(Work to be completed) Extract the listing below in full, unchanged.

(Records to process)
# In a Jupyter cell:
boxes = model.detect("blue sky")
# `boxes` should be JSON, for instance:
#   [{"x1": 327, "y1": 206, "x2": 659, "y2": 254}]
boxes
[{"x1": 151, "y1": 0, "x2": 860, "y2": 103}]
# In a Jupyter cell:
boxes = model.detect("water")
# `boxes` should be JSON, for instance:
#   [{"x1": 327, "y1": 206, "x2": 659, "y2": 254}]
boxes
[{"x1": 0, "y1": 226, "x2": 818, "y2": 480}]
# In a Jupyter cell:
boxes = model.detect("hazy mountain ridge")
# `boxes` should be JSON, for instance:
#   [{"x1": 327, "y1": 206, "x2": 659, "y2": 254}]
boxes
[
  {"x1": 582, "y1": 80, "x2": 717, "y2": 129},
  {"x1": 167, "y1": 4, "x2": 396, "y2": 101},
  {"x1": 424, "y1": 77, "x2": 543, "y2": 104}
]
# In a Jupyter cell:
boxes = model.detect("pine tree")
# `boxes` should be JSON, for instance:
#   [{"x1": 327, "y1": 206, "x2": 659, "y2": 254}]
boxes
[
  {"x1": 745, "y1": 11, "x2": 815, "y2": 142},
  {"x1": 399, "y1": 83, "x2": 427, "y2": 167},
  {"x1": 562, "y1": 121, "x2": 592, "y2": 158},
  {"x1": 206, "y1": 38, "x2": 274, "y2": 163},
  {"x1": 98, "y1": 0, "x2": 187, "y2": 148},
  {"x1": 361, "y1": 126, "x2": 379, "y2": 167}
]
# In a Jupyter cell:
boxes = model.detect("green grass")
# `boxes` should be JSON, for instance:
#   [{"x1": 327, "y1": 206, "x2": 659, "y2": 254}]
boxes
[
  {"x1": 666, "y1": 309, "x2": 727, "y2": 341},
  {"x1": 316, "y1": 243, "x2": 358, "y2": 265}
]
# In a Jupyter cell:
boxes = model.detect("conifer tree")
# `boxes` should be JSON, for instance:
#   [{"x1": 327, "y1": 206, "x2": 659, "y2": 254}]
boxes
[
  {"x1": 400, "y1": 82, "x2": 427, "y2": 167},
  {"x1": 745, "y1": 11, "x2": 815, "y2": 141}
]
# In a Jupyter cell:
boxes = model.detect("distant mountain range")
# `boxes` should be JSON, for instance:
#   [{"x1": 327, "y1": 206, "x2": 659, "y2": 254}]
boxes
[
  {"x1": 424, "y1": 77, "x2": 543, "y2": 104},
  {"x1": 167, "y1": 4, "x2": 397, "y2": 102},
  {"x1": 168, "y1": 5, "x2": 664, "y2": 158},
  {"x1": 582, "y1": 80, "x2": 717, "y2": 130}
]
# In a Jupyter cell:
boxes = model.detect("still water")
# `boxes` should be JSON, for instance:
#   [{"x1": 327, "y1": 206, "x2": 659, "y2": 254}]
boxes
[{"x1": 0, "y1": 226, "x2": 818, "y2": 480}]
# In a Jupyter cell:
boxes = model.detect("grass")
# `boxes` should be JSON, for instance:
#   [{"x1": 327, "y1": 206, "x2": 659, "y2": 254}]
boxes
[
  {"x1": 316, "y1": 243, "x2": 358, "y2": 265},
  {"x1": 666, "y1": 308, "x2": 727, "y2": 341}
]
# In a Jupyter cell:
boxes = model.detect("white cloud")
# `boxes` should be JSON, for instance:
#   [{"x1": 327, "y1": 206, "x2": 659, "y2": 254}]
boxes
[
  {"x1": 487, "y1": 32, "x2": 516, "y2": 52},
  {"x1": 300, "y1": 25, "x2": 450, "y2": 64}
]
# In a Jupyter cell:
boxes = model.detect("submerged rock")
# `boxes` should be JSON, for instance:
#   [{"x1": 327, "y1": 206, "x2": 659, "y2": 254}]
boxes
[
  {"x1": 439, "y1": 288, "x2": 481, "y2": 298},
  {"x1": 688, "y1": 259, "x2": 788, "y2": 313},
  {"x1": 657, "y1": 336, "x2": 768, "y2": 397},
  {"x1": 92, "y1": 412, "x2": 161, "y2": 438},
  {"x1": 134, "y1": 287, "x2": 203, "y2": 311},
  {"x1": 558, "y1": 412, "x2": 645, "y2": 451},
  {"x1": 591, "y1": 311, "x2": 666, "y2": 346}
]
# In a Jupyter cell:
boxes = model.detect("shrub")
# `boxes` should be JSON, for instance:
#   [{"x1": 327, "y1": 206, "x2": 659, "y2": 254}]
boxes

(Answer to the problem)
# In a Jupyter cell:
boxes = model.detect("blue sky")
# `boxes` should be JSON, for instance:
#   [{"x1": 327, "y1": 206, "x2": 659, "y2": 254}]
boxes
[{"x1": 151, "y1": 0, "x2": 860, "y2": 103}]
# In a Jupyter cell:
boxes = model.detect("water")
# `boxes` should be JSON, for instance:
#   [{"x1": 327, "y1": 206, "x2": 659, "y2": 254}]
boxes
[{"x1": 0, "y1": 226, "x2": 818, "y2": 480}]
# In a Jupyter cell:
boxes = model.detect("hazy mountain ridge")
# `boxes` should be JSON, for instance:
#   [{"x1": 327, "y1": 206, "x2": 659, "y2": 254}]
boxes
[
  {"x1": 582, "y1": 80, "x2": 717, "y2": 129},
  {"x1": 167, "y1": 4, "x2": 396, "y2": 101},
  {"x1": 424, "y1": 77, "x2": 543, "y2": 104}
]
# In a Jupyter cell:
boxes = model.detect("pine tree")
# `boxes` should be JSON, for instance:
#   [{"x1": 327, "y1": 206, "x2": 659, "y2": 254}]
boxes
[
  {"x1": 745, "y1": 11, "x2": 815, "y2": 142},
  {"x1": 399, "y1": 83, "x2": 427, "y2": 167},
  {"x1": 562, "y1": 121, "x2": 592, "y2": 158},
  {"x1": 206, "y1": 38, "x2": 274, "y2": 163},
  {"x1": 98, "y1": 0, "x2": 187, "y2": 148},
  {"x1": 361, "y1": 126, "x2": 379, "y2": 167}
]
# In a Jupyter cell:
boxes = model.detect("green grass")
# `boxes` should be JSON, for instance:
#   [{"x1": 327, "y1": 206, "x2": 659, "y2": 254}]
boxes
[
  {"x1": 666, "y1": 309, "x2": 727, "y2": 341},
  {"x1": 316, "y1": 243, "x2": 358, "y2": 265}
]
# In a Jupyter cell:
boxes = model.detect("conifer tree")
# `boxes` should be JSON, for instance:
#   [{"x1": 327, "y1": 206, "x2": 659, "y2": 254}]
boxes
[
  {"x1": 400, "y1": 82, "x2": 427, "y2": 167},
  {"x1": 745, "y1": 11, "x2": 815, "y2": 141}
]
# In a Jupyter cell:
boxes = model.detect("distant mountain range")
# `boxes` should be JSON, for instance:
#   [{"x1": 327, "y1": 206, "x2": 659, "y2": 254}]
boxes
[
  {"x1": 424, "y1": 77, "x2": 543, "y2": 104},
  {"x1": 167, "y1": 4, "x2": 397, "y2": 102},
  {"x1": 168, "y1": 5, "x2": 664, "y2": 158},
  {"x1": 582, "y1": 80, "x2": 717, "y2": 130}
]
# In a Jupyter cell:
boxes = model.detect("still water")
# `boxes` should be JSON, for instance:
#   [{"x1": 327, "y1": 206, "x2": 659, "y2": 254}]
boxes
[{"x1": 0, "y1": 226, "x2": 818, "y2": 480}]
# In a Jupyter cell:
boxes = model.detect("grass")
# `boxes` should be JSON, for instance:
#   [{"x1": 327, "y1": 206, "x2": 659, "y2": 254}]
boxes
[
  {"x1": 316, "y1": 243, "x2": 358, "y2": 265},
  {"x1": 666, "y1": 308, "x2": 727, "y2": 341}
]
# In a Jupyter cell:
boxes = model.detect("white cloud")
# `boxes` should be JSON, for instance:
#   [{"x1": 327, "y1": 206, "x2": 659, "y2": 254}]
boxes
[
  {"x1": 487, "y1": 32, "x2": 516, "y2": 52},
  {"x1": 300, "y1": 25, "x2": 450, "y2": 64}
]
# In a Jupyter cell:
boxes = model.detect("submerged rock")
# `boxes` should be JSON, for instance:
#   [{"x1": 327, "y1": 206, "x2": 659, "y2": 254}]
boxes
[
  {"x1": 439, "y1": 288, "x2": 481, "y2": 298},
  {"x1": 688, "y1": 259, "x2": 788, "y2": 313},
  {"x1": 657, "y1": 336, "x2": 768, "y2": 397},
  {"x1": 92, "y1": 412, "x2": 161, "y2": 438},
  {"x1": 134, "y1": 287, "x2": 203, "y2": 311},
  {"x1": 558, "y1": 412, "x2": 645, "y2": 451},
  {"x1": 591, "y1": 311, "x2": 666, "y2": 346}
]
# In a Jupyter cell:
boxes = model.detect("shrub")
# `boxes` should be JSON, for instance:
#   [{"x1": 327, "y1": 206, "x2": 659, "y2": 254}]
boxes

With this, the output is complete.